* [DATA FOR THE TASK]:
────────

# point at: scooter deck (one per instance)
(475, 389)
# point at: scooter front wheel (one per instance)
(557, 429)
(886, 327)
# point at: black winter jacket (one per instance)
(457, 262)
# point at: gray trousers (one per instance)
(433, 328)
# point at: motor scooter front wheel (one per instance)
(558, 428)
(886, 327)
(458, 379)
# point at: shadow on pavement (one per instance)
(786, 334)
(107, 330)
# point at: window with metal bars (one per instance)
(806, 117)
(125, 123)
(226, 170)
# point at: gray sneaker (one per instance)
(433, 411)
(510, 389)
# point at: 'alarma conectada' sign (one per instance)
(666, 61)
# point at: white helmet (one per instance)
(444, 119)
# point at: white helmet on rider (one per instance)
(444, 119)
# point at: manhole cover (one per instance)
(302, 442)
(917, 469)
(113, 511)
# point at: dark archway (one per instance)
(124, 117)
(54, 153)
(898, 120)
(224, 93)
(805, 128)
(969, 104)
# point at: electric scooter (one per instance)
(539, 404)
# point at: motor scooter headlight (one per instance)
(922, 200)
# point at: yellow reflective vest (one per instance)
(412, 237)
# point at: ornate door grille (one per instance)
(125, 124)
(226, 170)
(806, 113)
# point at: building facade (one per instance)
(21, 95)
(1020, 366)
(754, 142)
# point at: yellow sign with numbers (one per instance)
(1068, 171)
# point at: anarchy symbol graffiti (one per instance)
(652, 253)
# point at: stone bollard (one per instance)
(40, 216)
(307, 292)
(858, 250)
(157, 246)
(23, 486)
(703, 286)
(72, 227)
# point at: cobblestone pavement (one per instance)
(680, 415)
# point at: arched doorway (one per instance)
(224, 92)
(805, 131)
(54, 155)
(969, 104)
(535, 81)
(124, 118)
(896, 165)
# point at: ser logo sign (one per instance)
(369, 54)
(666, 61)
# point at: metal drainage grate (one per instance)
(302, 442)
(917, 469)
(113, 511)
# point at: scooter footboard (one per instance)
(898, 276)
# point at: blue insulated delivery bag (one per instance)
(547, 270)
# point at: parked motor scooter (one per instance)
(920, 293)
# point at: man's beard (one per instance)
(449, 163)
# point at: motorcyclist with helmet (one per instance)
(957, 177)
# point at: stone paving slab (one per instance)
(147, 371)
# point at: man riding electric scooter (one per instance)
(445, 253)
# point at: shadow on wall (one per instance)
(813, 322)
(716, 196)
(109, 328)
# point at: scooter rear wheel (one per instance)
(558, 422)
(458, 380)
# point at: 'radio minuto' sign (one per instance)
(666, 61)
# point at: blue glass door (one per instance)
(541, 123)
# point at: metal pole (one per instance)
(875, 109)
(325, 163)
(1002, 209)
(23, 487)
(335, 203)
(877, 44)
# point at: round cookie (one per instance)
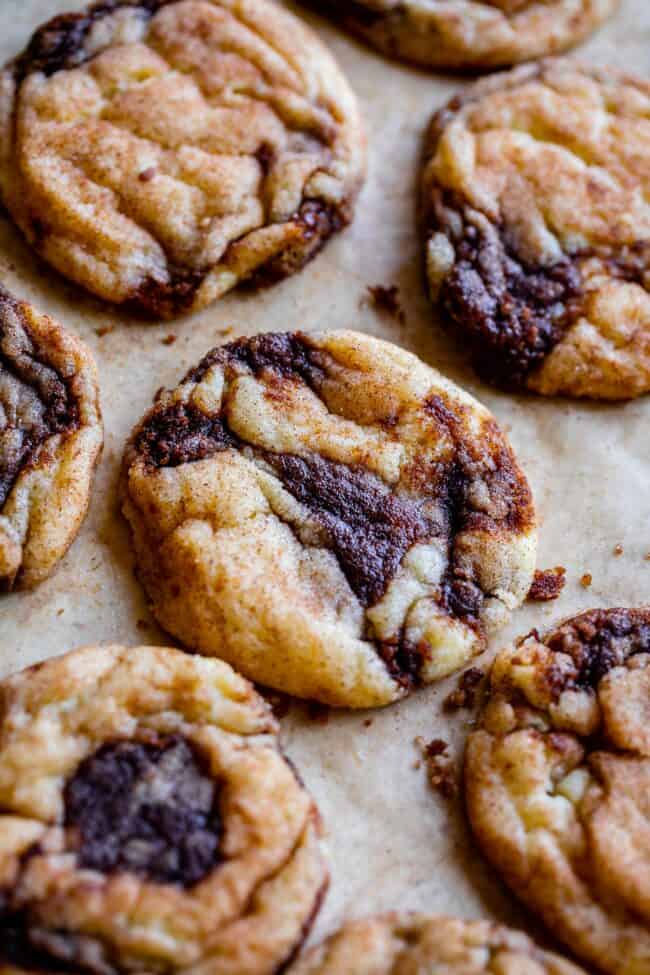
(51, 438)
(469, 34)
(330, 515)
(537, 228)
(405, 944)
(149, 820)
(158, 152)
(558, 783)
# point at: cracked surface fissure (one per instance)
(61, 45)
(35, 402)
(146, 809)
(369, 528)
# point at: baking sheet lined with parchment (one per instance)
(393, 841)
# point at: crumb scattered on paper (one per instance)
(440, 768)
(386, 299)
(547, 584)
(465, 694)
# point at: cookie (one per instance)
(469, 34)
(149, 822)
(558, 783)
(158, 152)
(330, 515)
(405, 943)
(537, 228)
(50, 441)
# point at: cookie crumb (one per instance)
(320, 713)
(386, 299)
(547, 584)
(440, 769)
(280, 703)
(465, 694)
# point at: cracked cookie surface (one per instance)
(405, 943)
(536, 219)
(149, 820)
(50, 441)
(329, 514)
(158, 152)
(469, 34)
(558, 777)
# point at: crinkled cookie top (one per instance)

────────

* [TASK TO COMPLETE]:
Would you return the data exactly as written, without the pictures?

* [EXPECTED OUTPUT]:
# point at: scooter deck (one per instance)
(475, 389)
# point at: scooter front wheel (one per instance)
(557, 429)
(886, 327)
# point at: black winter jacket (one per instance)
(457, 262)
# point at: gray trousers (one per instance)
(433, 328)
# point at: motor scooter front wheel (one per instance)
(558, 428)
(886, 327)
(458, 379)
# point at: shadow on pavement (one per instance)
(786, 334)
(107, 330)
# point at: window with metal bars (one per instance)
(806, 117)
(125, 123)
(226, 170)
# point at: gray sneaker (one per instance)
(433, 411)
(510, 389)
# point at: 'alarma conectada' sign (one per instance)
(666, 61)
# point at: white helmet (one per instance)
(444, 119)
# point at: white helmet on rider (one per instance)
(444, 119)
# point at: manhole cover (one per instance)
(302, 442)
(917, 469)
(113, 511)
# point at: dark archway (one per instance)
(124, 117)
(54, 153)
(898, 120)
(224, 93)
(805, 128)
(969, 104)
# point at: electric scooter (one per instance)
(539, 404)
# point at: motor scooter headlight (one per instance)
(922, 200)
# point at: yellow reflective vest (one per instance)
(412, 237)
# point at: ornate door grille (one per instance)
(125, 124)
(226, 170)
(806, 113)
# point at: building facade (one per instance)
(21, 95)
(1020, 366)
(754, 142)
# point at: yellow sign with numbers (one per instance)
(1068, 171)
# point at: anarchy symbol graffiti (one per instance)
(652, 253)
# point at: stone bollard (one per instance)
(40, 216)
(307, 292)
(858, 250)
(157, 246)
(23, 486)
(703, 286)
(72, 227)
# point at: cobblestone pavement (one per instance)
(680, 415)
# point at: arched doorway (one per instance)
(224, 92)
(805, 131)
(54, 155)
(969, 104)
(535, 81)
(124, 118)
(896, 165)
# point at: ser logo sign (one per instance)
(369, 54)
(666, 61)
# point at: metal drainage grate (one per instance)
(302, 442)
(917, 469)
(113, 511)
# point at: scooter footboard (one per instance)
(898, 276)
# point at: blue insulated delivery bag (one per instance)
(547, 270)
# point at: parked motor scooter (one per instance)
(920, 293)
# point at: man's beard (one per instance)
(449, 163)
# point at: motorcyclist with helmet (one per instance)
(957, 177)
# point at: stone paving slab (one per instance)
(147, 371)
# point at: man riding electric scooter (one per instance)
(445, 253)
# point at: shadow on wall (one per instance)
(813, 322)
(716, 196)
(109, 328)
# point at: scooter rear wheel (one per instance)
(558, 422)
(458, 380)
# point at: 'radio minuto' sign (one per instance)
(666, 61)
# point at: blue glass door (one per instance)
(541, 123)
# point at: metal pole (one per instance)
(875, 109)
(325, 163)
(1002, 209)
(23, 487)
(335, 203)
(877, 44)
# point at: round cookie (one per instance)
(51, 438)
(469, 34)
(330, 515)
(537, 228)
(405, 944)
(149, 820)
(158, 152)
(558, 783)
# point at: cracked surface fissure (one per instance)
(61, 45)
(35, 402)
(146, 809)
(369, 528)
# point at: baking sheet lined with parchment (one per instance)
(393, 841)
# point at: crumb scattered on paper (one per instance)
(440, 768)
(386, 299)
(547, 584)
(465, 694)
# point at: cookie (one per instance)
(469, 34)
(149, 822)
(558, 783)
(158, 152)
(330, 515)
(405, 943)
(537, 228)
(50, 441)
# point at: cookie crumb (one per instance)
(320, 713)
(386, 299)
(547, 584)
(440, 769)
(280, 703)
(465, 694)
# point at: cracked cookie surface (one per instance)
(405, 943)
(536, 219)
(149, 820)
(50, 441)
(329, 514)
(158, 152)
(469, 34)
(558, 777)
# point at: crinkled cookie top (one per instance)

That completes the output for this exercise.